**TASK BRIEF:**
Edit the lines below by replacing each occurrence of "Practice step" with "Exercise step", and leave everything else unchanged.

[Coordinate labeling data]
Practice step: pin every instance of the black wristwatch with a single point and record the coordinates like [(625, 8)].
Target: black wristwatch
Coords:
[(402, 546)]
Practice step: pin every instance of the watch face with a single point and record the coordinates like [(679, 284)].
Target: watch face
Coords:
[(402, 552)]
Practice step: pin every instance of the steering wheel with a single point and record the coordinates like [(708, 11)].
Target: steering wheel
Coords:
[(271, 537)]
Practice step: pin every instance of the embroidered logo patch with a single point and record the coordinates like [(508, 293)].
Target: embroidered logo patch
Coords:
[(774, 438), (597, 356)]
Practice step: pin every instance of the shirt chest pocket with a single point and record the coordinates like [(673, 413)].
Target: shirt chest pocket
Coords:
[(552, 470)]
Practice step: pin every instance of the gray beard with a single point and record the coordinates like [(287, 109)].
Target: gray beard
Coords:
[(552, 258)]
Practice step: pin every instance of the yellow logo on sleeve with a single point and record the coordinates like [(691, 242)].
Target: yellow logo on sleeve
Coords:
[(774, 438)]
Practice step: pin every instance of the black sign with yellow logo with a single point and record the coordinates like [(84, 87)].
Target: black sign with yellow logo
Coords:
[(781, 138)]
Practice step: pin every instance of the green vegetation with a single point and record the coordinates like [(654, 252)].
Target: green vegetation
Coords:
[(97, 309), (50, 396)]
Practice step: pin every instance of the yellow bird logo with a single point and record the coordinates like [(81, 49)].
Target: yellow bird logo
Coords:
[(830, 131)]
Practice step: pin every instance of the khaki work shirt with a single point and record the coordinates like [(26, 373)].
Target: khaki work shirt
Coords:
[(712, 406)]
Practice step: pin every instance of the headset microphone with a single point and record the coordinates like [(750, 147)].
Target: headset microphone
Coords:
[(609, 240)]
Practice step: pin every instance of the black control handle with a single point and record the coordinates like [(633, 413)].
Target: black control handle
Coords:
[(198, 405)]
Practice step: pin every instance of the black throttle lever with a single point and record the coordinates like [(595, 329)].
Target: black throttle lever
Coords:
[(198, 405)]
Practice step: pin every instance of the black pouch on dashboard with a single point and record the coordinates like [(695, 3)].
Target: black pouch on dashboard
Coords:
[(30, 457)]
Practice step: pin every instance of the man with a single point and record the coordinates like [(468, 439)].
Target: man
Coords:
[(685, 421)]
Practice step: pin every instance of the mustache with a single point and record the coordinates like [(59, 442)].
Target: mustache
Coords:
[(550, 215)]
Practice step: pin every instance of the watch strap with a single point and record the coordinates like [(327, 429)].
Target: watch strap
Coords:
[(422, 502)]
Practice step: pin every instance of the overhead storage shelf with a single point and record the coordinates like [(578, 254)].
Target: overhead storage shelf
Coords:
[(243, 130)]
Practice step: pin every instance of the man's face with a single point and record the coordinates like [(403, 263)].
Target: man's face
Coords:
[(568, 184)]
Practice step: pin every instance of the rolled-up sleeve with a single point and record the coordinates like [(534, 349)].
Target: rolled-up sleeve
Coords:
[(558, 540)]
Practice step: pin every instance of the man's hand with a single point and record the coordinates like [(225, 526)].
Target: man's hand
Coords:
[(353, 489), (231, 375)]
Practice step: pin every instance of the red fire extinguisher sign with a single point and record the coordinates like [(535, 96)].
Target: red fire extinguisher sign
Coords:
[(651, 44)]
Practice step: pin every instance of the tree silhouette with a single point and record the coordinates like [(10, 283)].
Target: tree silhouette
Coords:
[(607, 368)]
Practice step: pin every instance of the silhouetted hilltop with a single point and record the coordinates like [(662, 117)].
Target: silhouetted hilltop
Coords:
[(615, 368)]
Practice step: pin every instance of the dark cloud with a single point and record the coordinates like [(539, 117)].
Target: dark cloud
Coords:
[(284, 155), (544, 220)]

**ANSWER:**
Exercise step: pin every instance of the black wristwatch with a single point and record the coordinates like [(625, 8)].
Target: black wristwatch
Coords:
[(402, 546)]
Exercise step: pin every instance of the watch face with a single point and record the coordinates like [(679, 284)].
Target: watch face
Coords:
[(402, 552)]
Exercise step: pin every instance of the steering wheel with a single point and record the coordinates like [(708, 11)].
Target: steering wheel
Coords:
[(271, 537)]
Exercise step: pin every instance of the embroidered logo patch with a single point and record the coordinates like [(508, 293)].
Target: embroidered logo patch
Coords:
[(774, 438), (597, 356)]
Exercise step: pin every instance of the shirt chest pocket with a single point and record the coordinates like [(673, 413)].
Target: shirt chest pocket
Coords:
[(552, 470)]
Exercise step: pin every instance of the gray beard with a single point and record the coordinates like [(287, 109)].
Target: gray beard
Coords:
[(552, 258)]
Exercise step: pin every instance of the yellow logo on sleeve with a single point and record the coordinates like [(691, 242)].
Target: yellow logo on sleeve
Coords:
[(774, 438)]
Exercise step: pin every instance of the black sign with yellow logo with a single point and record the coordinates like [(84, 87)].
Target: black sign with yellow logo
Coords:
[(781, 138)]
Exercise step: pin every instance of the green vegetation with a single point and record the coordinates like [(654, 252)].
Target: green vegetation
Coords:
[(97, 309), (50, 396)]
Exercise step: pin every instance of the yellow bird logo with a single point and record the coordinates like [(81, 49)].
Target: yellow bird logo
Coords:
[(830, 131)]
Exercise step: pin every instance of the khaki work shirt with a single point and record the coordinates like [(26, 373)].
Target: khaki work shirt
Coords:
[(712, 406)]
Exercise step: pin every instance of the headset microphone with a single point and record the coordinates like [(750, 147)].
Target: headset microphone
Coords:
[(609, 240)]
Exercise step: pin every instance of the black control handle with a single point and record the coordinates like [(633, 413)].
Target: black control handle
Coords:
[(198, 405)]
Exercise step: pin every instance of the black throttle lever with a single point and record the coordinates like [(595, 329)].
Target: black throttle lever
Coords:
[(198, 405)]
Exercise step: pin every instance of the black pouch on dashboard with a single point and record the coordinates like [(695, 3)].
Target: black pouch on dashboard
Coords:
[(30, 457)]
Exercise step: pin every instance of the man with a single point and record the coordinates like [(468, 439)].
Target: man
Coords:
[(685, 421)]
Exercise step: pin every instance of the mustache with a single point and record the coordinates like [(59, 442)].
Target: mustache
Coords:
[(550, 215)]
Exercise step: pin every instance of the watch strap with a single point and record the coordinates like [(327, 429)].
Target: watch strap
Coords:
[(422, 502)]
Exercise step: pin every instance of the overhead storage shelf with a single point and record the coordinates like [(578, 254)].
Target: overhead storage shelf
Coords:
[(243, 130)]
Exercise step: pin every instance of the man's face with a single point and record the coordinates like [(403, 263)].
Target: man's face
Coords:
[(568, 184)]
Exercise step: pin every instance of the rolled-up sleeve with a single point and record the coordinates like [(534, 349)].
Target: rolled-up sleeve
Coords:
[(558, 540)]
Exercise step: pin every instance of the man's hand with a single point and record the coordinates like [(225, 526)].
Target: man's hand
Coords:
[(353, 489), (231, 375)]
Exercise step: pin every instance of the red fire extinguisher sign with a single point and record the coordinates like [(535, 96)].
Target: red fire extinguisher sign
Coords:
[(651, 44)]
Exercise step: pin every instance of the tree silhouette with a single point and record the coordinates like [(10, 283)].
Target: tree silhouette
Coords:
[(607, 368)]
Exercise step: pin every instance of the silhouetted hilltop with a single point and record the coordinates like [(662, 117)].
Target: silhouetted hilltop
Coords:
[(615, 368)]
Exercise step: pin every instance of the dark cloud with a single point and record the coordinates like [(539, 117)].
Target: dark cloud
Coords:
[(284, 155), (544, 220)]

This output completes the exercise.